Stated goal
Reproduce every line from the line with "fixture above, formatted" up to and including the last line of the rows. Add 29 to each x and y coordinate in the answer points, and leave the numbers in the sample formats unchanged.

↓↓↓

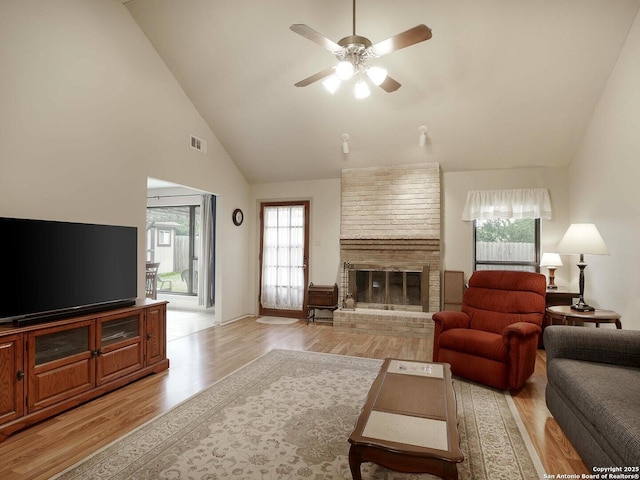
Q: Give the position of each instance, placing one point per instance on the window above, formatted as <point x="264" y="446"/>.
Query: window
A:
<point x="507" y="244"/>
<point x="164" y="238"/>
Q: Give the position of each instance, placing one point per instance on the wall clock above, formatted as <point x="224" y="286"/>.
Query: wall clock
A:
<point x="238" y="217"/>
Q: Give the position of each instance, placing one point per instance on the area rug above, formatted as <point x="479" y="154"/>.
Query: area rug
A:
<point x="276" y="320"/>
<point x="288" y="415"/>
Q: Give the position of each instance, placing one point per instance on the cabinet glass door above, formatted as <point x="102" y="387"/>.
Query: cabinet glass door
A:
<point x="61" y="344"/>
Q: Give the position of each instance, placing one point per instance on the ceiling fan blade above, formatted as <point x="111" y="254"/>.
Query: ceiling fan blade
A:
<point x="311" y="34"/>
<point x="414" y="35"/>
<point x="389" y="85"/>
<point x="314" y="78"/>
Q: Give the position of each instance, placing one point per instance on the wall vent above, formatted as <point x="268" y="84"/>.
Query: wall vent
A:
<point x="198" y="144"/>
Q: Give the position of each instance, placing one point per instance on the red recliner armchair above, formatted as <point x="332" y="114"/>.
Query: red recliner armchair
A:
<point x="494" y="339"/>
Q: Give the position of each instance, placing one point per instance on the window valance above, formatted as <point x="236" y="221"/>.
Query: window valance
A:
<point x="515" y="203"/>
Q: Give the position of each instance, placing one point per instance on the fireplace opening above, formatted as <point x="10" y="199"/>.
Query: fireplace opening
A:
<point x="389" y="287"/>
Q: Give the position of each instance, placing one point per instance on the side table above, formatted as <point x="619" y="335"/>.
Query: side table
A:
<point x="567" y="316"/>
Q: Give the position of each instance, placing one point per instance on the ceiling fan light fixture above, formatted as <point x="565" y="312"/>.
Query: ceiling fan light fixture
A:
<point x="377" y="75"/>
<point x="423" y="129"/>
<point x="362" y="89"/>
<point x="345" y="143"/>
<point x="331" y="84"/>
<point x="344" y="70"/>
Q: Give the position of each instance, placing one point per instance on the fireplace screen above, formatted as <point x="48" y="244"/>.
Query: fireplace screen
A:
<point x="389" y="288"/>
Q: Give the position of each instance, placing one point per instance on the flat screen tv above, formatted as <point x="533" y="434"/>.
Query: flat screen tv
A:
<point x="51" y="270"/>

↑↑↑

Output
Q: Give the position of each instance, placing one point per instance on the ceiling fan light fixture above, formatted as <point x="565" y="312"/>.
Query: ceiling fan light fixture
A:
<point x="406" y="104"/>
<point x="452" y="158"/>
<point x="391" y="118"/>
<point x="374" y="172"/>
<point x="360" y="113"/>
<point x="373" y="99"/>
Q: Give the position of each instance, placing one point per instance on the fireplace screen above, formatted as <point x="48" y="244"/>.
Query: fireplace screen
A:
<point x="418" y="317"/>
Q: Give the position of each instance, placing one point per instance on the flat screen tv above, formatted as <point x="533" y="434"/>.
Query: flat screen tv
A:
<point x="80" y="299"/>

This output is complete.